- _CONSIGNE 1_
Parmi les lignes fournies ci-dessous, et non dans l'extrait, recopiez à l'identique celles qui vont de la ligne contenant « for the gilded » à la ligne contenant « xmin=130 ymin=191 xmax=395 ymax=518 », ces deux lignes comprises.
═════ EXTRAIT CHOISI
# Gros, gros problème avec mon iBook....



## thegreatfab (8 Février 2004)

Salut...

Jusqu'à ce matin, je vivais un parfait bonheur avec mon ibook, moi, le PCiste.

Et là... Plus rien.

J'ouvre mon iBook est je vois un message étrange en plusieur langue, genre :"Redemarrer vorte ordinateur en appuyant sur la touche...."

Je m'exécute et la, la pomme du démérage et puls rien.

Je réitère l'opération mais j'arrive toujours au même résultat.

Je décide de faire une verif du materiel avec le cd. Ca marche, rien de spécial.

Si qq'un a une idée d'une procédure à suivre pour faire démarer mon ordi...

En vous remerciant par avance.

(J'ai pas envie de perdre mes données...)


----------



## djanet (8 Février 2004)

Bonjour

C'est un Kernel Panic (plantage au chargement).

Fait l'essais suivant:
(OS X, 10.1.3 et suivant)
Touche shift (majuscules temporaire) appuyé pendant tout le démarrage. Désactive les extensions kernel non-essentielles (démarrage en mode sécurisé)

Tous les systèmes:
Cette adresse à garder: 
http:/www.ville-frejus.fr/hermes/fichiers/raccourcis_mac.htm

@+


----------



## thegreatfab (8 Février 2004)
══════════
═════ LIGNES FOURNIES
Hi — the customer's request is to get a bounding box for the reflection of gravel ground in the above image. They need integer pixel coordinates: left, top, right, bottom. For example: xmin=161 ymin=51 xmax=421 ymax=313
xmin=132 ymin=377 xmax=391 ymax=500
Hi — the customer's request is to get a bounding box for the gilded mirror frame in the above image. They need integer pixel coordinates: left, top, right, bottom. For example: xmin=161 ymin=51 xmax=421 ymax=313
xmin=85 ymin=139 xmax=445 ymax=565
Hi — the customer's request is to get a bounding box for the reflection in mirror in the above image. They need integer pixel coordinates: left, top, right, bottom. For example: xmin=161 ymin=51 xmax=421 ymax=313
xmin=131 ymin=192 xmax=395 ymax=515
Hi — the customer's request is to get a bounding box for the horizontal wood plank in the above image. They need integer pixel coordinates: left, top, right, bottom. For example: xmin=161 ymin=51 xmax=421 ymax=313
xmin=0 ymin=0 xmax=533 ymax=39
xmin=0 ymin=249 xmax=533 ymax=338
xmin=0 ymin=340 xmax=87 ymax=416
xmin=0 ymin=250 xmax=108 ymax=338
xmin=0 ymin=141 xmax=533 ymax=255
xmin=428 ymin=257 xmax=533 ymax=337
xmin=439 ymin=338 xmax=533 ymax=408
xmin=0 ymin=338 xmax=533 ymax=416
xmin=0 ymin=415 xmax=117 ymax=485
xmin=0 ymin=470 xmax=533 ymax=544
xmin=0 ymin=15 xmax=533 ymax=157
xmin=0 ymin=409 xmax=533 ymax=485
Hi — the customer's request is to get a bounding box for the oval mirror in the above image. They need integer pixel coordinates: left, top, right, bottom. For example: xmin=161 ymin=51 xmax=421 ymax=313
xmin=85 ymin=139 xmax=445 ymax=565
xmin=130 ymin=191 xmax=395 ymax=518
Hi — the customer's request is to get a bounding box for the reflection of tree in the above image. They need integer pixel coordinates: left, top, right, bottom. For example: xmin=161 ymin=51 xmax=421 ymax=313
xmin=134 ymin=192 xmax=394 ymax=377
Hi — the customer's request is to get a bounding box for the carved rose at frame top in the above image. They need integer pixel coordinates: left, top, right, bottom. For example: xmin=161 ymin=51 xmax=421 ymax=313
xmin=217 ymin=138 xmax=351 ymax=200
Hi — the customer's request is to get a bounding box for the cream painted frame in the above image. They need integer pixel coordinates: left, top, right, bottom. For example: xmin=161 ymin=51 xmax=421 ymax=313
══════════
- _CONSIGNE 2_
Répondez aux questions suivantes sur l'extrait.
(a) À quelle date thegreatfab a-t-il publié son premier message ?
(b) Quel nom djanet donne-t-il au problème ?
(c) Quelle touche faut-il maintenir appuyée pendant tout le démarrage selon djanet ?

- _RÉPONSE ATTENDUE 1_
Hi — the customer's request is to get a bounding box for the gilded mirror frame in the above image. They need integer pixel coordinates: left, top, right, bottom. For example: xmin=161 ymin=51 xmax=421 ymax=313
xmin=85 ymin=139 xmax=445 ymax=565
Hi — the customer's request is to get a bounding box for the reflection in mirror in the above image. They need integer pixel coordinates: left, top, right, bottom. For example: xmin=161 ymin=51 xmax=421 ymax=313
xmin=131 ymin=192 xmax=395 ymax=515
Hi — the customer's request is to get a bounding box for the horizontal wood plank in the above image. They need integer pixel coordinates: left, top, right, bottom. For example: xmin=161 ymin=51 xmax=421 ymax=313
xmin=0 ymin=0 xmax=533 ymax=39
xmin=0 ymin=249 xmax=533 ymax=338
xmin=0 ymin=340 xmax=87 ymax=416
xmin=0 ymin=250 xmax=108 ymax=338
xmin=0 ymin=141 xmax=533 ymax=255
xmin=428 ymin=257 xmax=533 ymax=337
xmin=439 ymin=338 xmax=533 ymax=408
xmin=0 ymin=338 xmax=533 ymax=416
xmin=0 ymin=415 xmax=117 ymax=485
xmin=0 ymin=470 xmax=533 ymax=544
xmin=0 ymin=15 xmax=533 ymax=157
xmin=0 ymin=409 xmax=533 ymax=485
Hi — the customer's request is to get a bounding box for the oval mirror in the above image. They need integer pixel coordinates: left, top, right, bottom. For example: xmin=161 ymin=51 xmax=421 ymax=313
xmin=85 ymin=139 xmax=445 ymax=565
xmin=130 ymin=191 xmax=395 ymax=518

- _RÉPONSE ATTENDUE 2_
(a) Le 8 février 2004.
(b) Un Kernel Panic, c'est-à-dire un plantage au chargement.
(c) La touche shift (majuscules temporaire).